Your home doesn't need to be picture-perfect to invite people over.Robin Shreeves June 7, 2016
My friends Dana and John perfectly practice what the Rev. Jack King referred to as "scruffy hospitality." Their kitchen is small. The wood cabinets are dark and a few decades old. Spices and jars for sugar and flour line the countertops because there's nowhere else to put them. A tall, round table shoved in a corner has mismatched bar stools crammed around it.
The sliding glass doors in the kitchen lead to a back deck with a well-used chiminea, an outdoor table and a large variety of chairs and cushions, many of them bought at yard sales. We circle the chairs around the chiminea on weekend nights during all four seasons, whenever Dana and John put out a simple call out through text or Facebook that says, "Fire tonight!"
There will always be food, but like the bar stools and deck chairs, the food is mismatched. Our hosts provide some food. John may have the urge to make jalapeño poppers or Dana may put together some version of salsa with whatever's fresh from the garden, but there's not a formally prepared meal. Everyone just brings something. It's perfectly acceptable, encouraged even, to bring odds and ends of foods that need to get used up. I often bring wedges of cheese that have already been cut into or half a baguette to slice up and toast to dip in hummus. Everyone brings a little something to drink. And it's a glorious feast.
This kitchen and deck won't be featured in in Better Homes and Gardens anytime soon, but maybe they should be. They are two of the most hospitable spaces I know. By opening up their home as-is, Dana and John are the most gracious hosts I know. I almost wrote "by opening up their home with its imperfections," but that's not accurate. Their home is perfect — just like it is.
★ ★ ★
EXERCISE DETAILS
Pick up the essay on scruffy hospitality after its last sentence and keep writing it.

DATA
★ ★ ★
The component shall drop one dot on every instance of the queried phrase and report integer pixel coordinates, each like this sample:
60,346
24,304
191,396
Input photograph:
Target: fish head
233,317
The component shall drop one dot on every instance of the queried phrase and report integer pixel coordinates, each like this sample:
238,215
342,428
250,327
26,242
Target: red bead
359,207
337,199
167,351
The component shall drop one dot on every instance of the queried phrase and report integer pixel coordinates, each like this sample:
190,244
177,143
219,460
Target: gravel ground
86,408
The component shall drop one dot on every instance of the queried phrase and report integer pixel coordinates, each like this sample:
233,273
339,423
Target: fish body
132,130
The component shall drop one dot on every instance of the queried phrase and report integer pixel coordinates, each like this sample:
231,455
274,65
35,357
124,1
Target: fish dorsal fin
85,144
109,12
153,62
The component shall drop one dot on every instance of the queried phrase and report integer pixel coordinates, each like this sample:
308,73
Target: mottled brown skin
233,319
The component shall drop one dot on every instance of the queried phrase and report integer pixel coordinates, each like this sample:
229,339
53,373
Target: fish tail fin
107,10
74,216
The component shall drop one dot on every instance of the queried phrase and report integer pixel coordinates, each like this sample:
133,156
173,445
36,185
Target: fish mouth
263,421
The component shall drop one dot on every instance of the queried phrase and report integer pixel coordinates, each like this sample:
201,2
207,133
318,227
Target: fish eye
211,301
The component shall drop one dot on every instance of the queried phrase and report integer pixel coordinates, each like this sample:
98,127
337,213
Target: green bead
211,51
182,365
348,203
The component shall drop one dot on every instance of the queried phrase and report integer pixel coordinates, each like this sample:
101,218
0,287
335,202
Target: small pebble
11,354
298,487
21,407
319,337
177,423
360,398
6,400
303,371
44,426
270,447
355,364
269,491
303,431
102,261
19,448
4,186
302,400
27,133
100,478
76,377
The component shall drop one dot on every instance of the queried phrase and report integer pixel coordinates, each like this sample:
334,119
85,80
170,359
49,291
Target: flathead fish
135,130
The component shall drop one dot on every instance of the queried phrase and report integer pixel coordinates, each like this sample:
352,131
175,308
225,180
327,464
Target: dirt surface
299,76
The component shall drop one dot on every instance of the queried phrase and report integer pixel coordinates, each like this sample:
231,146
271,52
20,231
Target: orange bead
★ ★ ★
RESULT OF THIS TASK
What is scruffy hospitality?
On his blog, Father Jack defines scruffy hospitality this way:
Scruffy hospitality means you’re not waiting for everything in your house to be in order before you host and serve friends in your home. Scruffy hospitality means you hunger more for good conversation and serving a simple meal of what you have, not what you don’t have. Scruffy hospitality means you’re more interested in quality conversation than the impression your home or lawn makes. If we only share meals with friends when we’re excellent, we aren’t truly sharing life together.He encourages people not to allow an unfinished to-do list to stop us from opening our homes to friends and family.
I agree, but here's the problem. It's hard to let go of the belief that our homes need to be picture-perfect — or maybe I should say "Pinterest-perfect" — before we can welcome guests. But the idea that we must make our home look un-lived in before having people over stops so many of us from sharing life together.